Count the lines in the material below that contain the string "crane", treating uppercase and lowercase as different. Give only the number.

▽

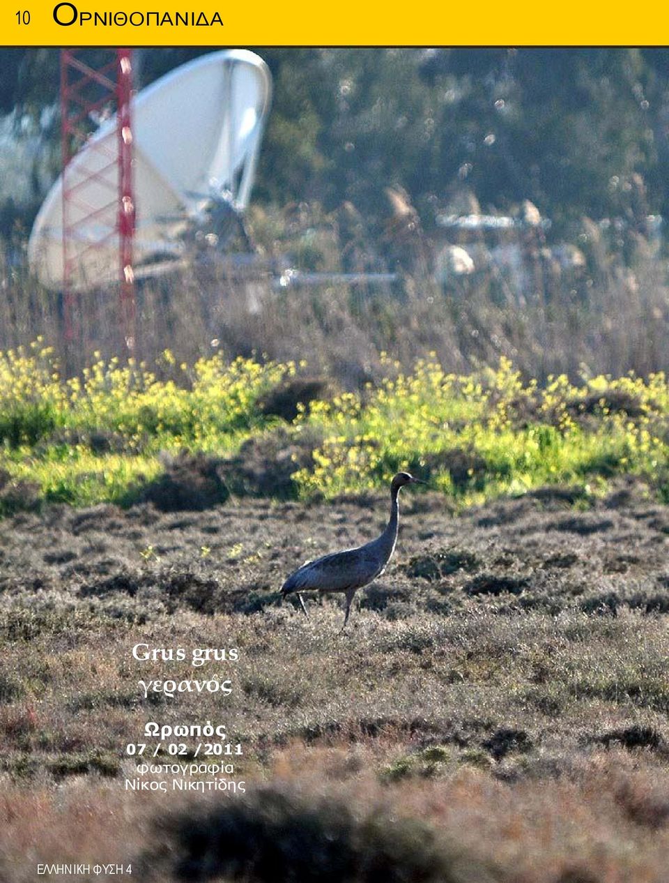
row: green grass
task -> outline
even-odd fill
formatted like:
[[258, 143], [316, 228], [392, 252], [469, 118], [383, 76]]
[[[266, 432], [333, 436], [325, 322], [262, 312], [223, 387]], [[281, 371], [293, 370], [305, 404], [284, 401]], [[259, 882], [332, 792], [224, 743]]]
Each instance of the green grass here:
[[380, 487], [399, 469], [427, 478], [458, 507], [544, 485], [597, 494], [622, 474], [669, 495], [662, 374], [580, 385], [560, 376], [539, 389], [506, 359], [463, 376], [435, 361], [408, 374], [388, 358], [385, 366], [380, 385], [301, 405], [286, 424], [259, 405], [304, 367], [291, 362], [217, 355], [177, 366], [166, 351], [155, 373], [98, 360], [65, 379], [40, 341], [0, 353], [0, 511], [19, 505], [26, 487], [34, 503], [132, 502], [164, 470], [161, 453], [229, 457], [277, 424], [288, 429], [284, 448], [307, 440], [309, 464], [293, 475], [302, 498]]

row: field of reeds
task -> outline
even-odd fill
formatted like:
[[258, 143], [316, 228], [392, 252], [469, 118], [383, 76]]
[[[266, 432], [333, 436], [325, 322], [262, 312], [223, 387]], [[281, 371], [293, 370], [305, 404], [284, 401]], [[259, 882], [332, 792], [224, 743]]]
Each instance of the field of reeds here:
[[601, 495], [622, 475], [669, 494], [663, 373], [540, 387], [506, 358], [464, 375], [435, 357], [408, 373], [381, 364], [382, 381], [342, 392], [304, 361], [217, 354], [189, 366], [166, 350], [156, 370], [98, 359], [66, 378], [41, 341], [0, 353], [0, 507], [168, 505], [189, 470], [200, 476], [195, 509], [360, 493], [400, 469], [457, 509], [543, 486]]

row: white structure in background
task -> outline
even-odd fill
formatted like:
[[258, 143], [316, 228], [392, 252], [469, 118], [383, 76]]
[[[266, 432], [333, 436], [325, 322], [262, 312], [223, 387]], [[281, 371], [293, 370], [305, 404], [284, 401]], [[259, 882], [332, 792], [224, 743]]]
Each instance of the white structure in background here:
[[[133, 99], [136, 269], [141, 272], [147, 258], [179, 253], [180, 233], [212, 200], [222, 199], [236, 212], [246, 208], [271, 94], [265, 62], [245, 49], [229, 49], [183, 64]], [[117, 187], [116, 167], [103, 169], [104, 151], [89, 149], [107, 140], [113, 152], [116, 137], [116, 120], [107, 120], [71, 161], [101, 170], [77, 194], [86, 207], [82, 215], [107, 205], [109, 188]], [[94, 219], [81, 233], [77, 287], [117, 278], [117, 238], [108, 240], [109, 249], [88, 249], [100, 238]], [[63, 287], [61, 177], [35, 219], [28, 260], [44, 285]]]

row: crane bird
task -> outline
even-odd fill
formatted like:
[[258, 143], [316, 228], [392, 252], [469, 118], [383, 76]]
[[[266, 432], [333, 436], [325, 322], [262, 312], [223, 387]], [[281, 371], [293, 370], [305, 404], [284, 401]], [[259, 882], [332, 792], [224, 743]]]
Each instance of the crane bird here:
[[285, 581], [281, 589], [283, 598], [295, 592], [305, 616], [304, 601], [301, 592], [311, 590], [319, 592], [343, 592], [346, 595], [346, 615], [342, 631], [346, 628], [353, 596], [363, 585], [367, 585], [380, 577], [390, 561], [397, 541], [400, 507], [397, 497], [401, 488], [409, 484], [425, 485], [409, 472], [398, 472], [390, 483], [390, 519], [386, 530], [376, 540], [356, 548], [344, 549], [308, 561], [297, 568]]

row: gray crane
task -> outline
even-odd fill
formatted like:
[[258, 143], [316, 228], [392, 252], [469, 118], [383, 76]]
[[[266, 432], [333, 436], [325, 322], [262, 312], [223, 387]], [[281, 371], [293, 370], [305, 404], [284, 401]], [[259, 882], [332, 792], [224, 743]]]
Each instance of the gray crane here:
[[364, 546], [344, 549], [343, 552], [334, 552], [315, 561], [308, 561], [290, 574], [282, 586], [282, 595], [285, 598], [286, 595], [296, 592], [302, 610], [308, 617], [302, 592], [309, 590], [343, 592], [346, 595], [346, 615], [344, 624], [342, 626], [343, 631], [349, 622], [350, 605], [356, 592], [363, 585], [367, 585], [372, 579], [380, 577], [392, 557], [397, 541], [399, 522], [400, 506], [397, 497], [404, 485], [412, 483], [425, 484], [409, 472], [398, 472], [393, 479], [390, 484], [390, 519], [380, 537]]

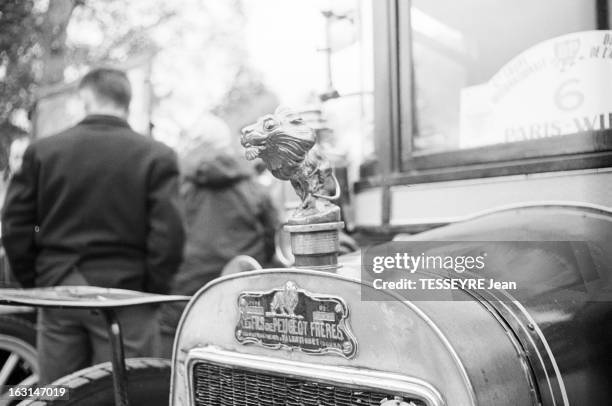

△

◆ OUTPUT FOR THIS TASK ◆
4